» TEXTO MOSTRADO
·····
A los ojos de un imaginismo materialista propio del mismísimo Gaston Bachelard, las obras se yuxtaponen como los encuentros en un bar. Adoptan la  forma de retablo, de iconostasio, de relicario. Materializan la propia estructura de su interior como si se tratase de un ente creativo inmenso y supraindividual. Al fin y al cabo, ya hemos visto cómo el negocio hostelero parte de una codificación y simbolización de la frontalidad tan próxima a la pintura, al icono, a pesar de la variedad de las situaciones vividas en un espacio tan reducido, hasta el punto de poder definirlo como un condensador de situaciones, lo que encuentra su expresión más acorde en la variedad disciplinar e interdisciplinar de lo exhibido por los artistas participantes de este singular cumpleaños: las obras objetuales de Germán Díez y Pedro Bericat, el “optical gestual” de Luis Marcos, el fotocollage al que Ignacio Mayayo se ha entregado desde la década pasada como extensión de su producción dibujística al participar de una misma concepción; los collages de Víctor Manuel de Luis Arnal, Pascual Loriente o Paco García Barcos; la poesía visual de Pierre d la –maestro indiscutible en Aragón en esta modalidad junto con otros exponentes como Isidro Ferrer, también presente en la muestra-, de Antonio Chipriana (más conocido por su accionismo), de Tomás Gimeno, de Paco Medel o de José Luis Cano curiosamente; el estilo naif de Rayo de Luna –famosa en los círculos de Caligrama-Pata gallo en los ochenta-, la fotografía de José Luis Sanmartín, La iconografía de Ángel Laín –propia en esta ocasión de un Pierre Molinier-, la geometría de Edrix Cruzado, el organicismo de Cristina Beltrán, la gestualidad casi automática de Pedro Sanz, y una serie de hibridaciones que encuentra resolución en la aportaciones de representantes ya consagrados del arte contemporáneo aragonés como Sergio Abraín, Pascual Blanco, Paco Simón, Paco Rallo, Valtueña, Miguel Ángel Arrudi, Vicente Villarrocha, el grabador Pepe Bofarull, el diseñador gráfico Manuel Estradera, los escultores Alberto Ibáñez y Ricardo Calero, etc., hasta artistas más jóvenes como Dionisio Platel o  José Luis Lomillos.    

            Con todo ello, la Topera ha roto la frontalidad de las relaciones empresario-cliente creando un nuevo ciclo cerrado pero infinito, porque ha ampliado su espacio al contraponer al clásico espejo que amplía el espacio tras la barra, otro situado enfrente de la misma.
·····
» BLOQUE DE DATOS
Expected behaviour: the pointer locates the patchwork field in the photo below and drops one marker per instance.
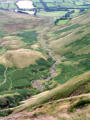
·····
» POR HACER
1. Transcriba literalmente el tramo del texto mostrado que va desde "Con todo ello, la" hasta "de la misma.".
2. Resuma el texto mostrado en dos oraciones.
Básese únicamente en el texto mostrado.

» RESULTADOS
1.
Con todo ello, la Topera ha roto la frontalidad de las relaciones empresario-cliente creando un nuevo ciclo cerrado pero infinito, porque ha ampliado su espacio al contraponer al clásico espejo que amplía el espacio tras la barra, otro situado enfrente de la misma.

2. El texto compara la yuxtaposición de las obras con los encuentros en un bar y enumera la amplia variedad de disciplinas y artistas que participan en este singular cumpleaños, desde representantes consagrados del arte contemporáneo aragonés hasta artistas más jóvenes. Con todo ello, la Topera ha roto la frontalidad de las relaciones empresario-cliente y ha creado un ciclo cerrado pero infinito al situar enfrente de la barra otro espejo contrapuesto al clásico espejo que hay tras ella.